_WHAT TO DO:_
According to the passage on the Doolittle Raid below, who was the last living Doolittle Raider?

_DOCUMENT:_
* start *
Although the attack did little material damage to Japan, the effect of the air raid on the Japanese capital itself was enormous. Admiral Yamamoto Isoroku’s fear of a U.S. carrier strike against the homeland, deemed “unreasonable” by the Naval General Staff, had occurred unimpeded. The Doolittle Raid dissolved the residual doubts harbored within the Japanese staff whether or not a thrust against the important U.S. advanced naval base at Midway, an important element in Yamamoto’s plan to draw out U.S. aircraft carriers, should be attempted. The reality of U.S. bombers over Tokyo skies forced them to accelerate the expansion of their strategic defensive perimeter. This would culminate in the planned invasion of the Midway Islands in the central Pacific. U.S. cryptanalysts had penetrated the Japanese JN25 naval code, however, and Pacific Fleet commander Adm. Chester Nimitz ordered his carriers to intercept the Japanese naval force. At the subsequent Battle of Midway (June 4 – 7, 1942), U.S. naval air power destroyed Japan’s first-line carrier strength and reversed the tide of the war in the Pacific.

After America’s resounding victory at Midway and with the Japanese navy reeling, the Japanese army carried out a terrifying campaign of reprisals against the Chinese. The second Sino-Japanese War had somewhat reached a stalemate in 1942, but the raid highlighted the threat posed by Nationalist-controlled territory along the Chinese coast. Within days of the raid, Japanese planners began formulating a campaign to neutralize the airfields and punish those who were deemed helpful to the Doolittle Raiders. In early June 1942, the Japanese launched an offensive into Chekiang and Kiangsi, and the brutality directed at the civilian population was unspeakable. Trinkets and souvenirs left by the Doolittle Raiders—parachutes, cigarettes, and other military gear—doomed entire villages, as the Japanese judged all the residents as being complicit. Japanese bombers devastated Chuchow and Kiangsi’s provincial capital of Nancheng. Entire populations were simply wiped out. It is estimated that some 250,000 civilians were killed during the reprisal campaign.

As for the raiders, Doolittle, in addition to the nation’s top honor, also received two Distinguished Service Medals, the Silver Star, three Distinguished Flying Crosses, Bronze Star, four Air Medals, and decorations from Great Britain, France, Belgium, Poland, China, and Ecuador for his service during the war. He retired from active service with the Air Force in 1946 as a lieutenant general. He passed away in 1993 at the age of 96 and is buried at Arlington National Cemetery. Lt. Col. Dick Cole, who served as Doolittle’s co-pilot, died in April 2019. He was the last living Doolittle Raider. In 2018, a museum commemorating the raid and celebrating the Chinese villagers who helped the American air crews opened in Chuchow (Quzhou).
* end *
_SUPPLIED MATERIAL:_
* start *
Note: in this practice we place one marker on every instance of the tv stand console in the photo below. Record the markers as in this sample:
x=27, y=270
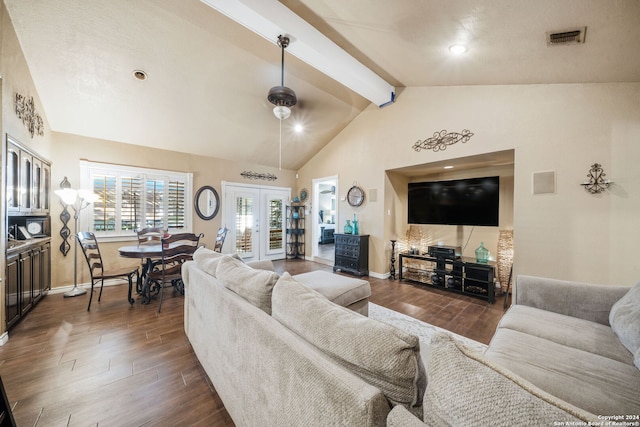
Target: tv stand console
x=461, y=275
* end *
_RESPONSE TO THE EXERCISE:_
Lt. Col. Dick Cole, who served as Doolittle's co-pilot, was the last living Doolittle Raider.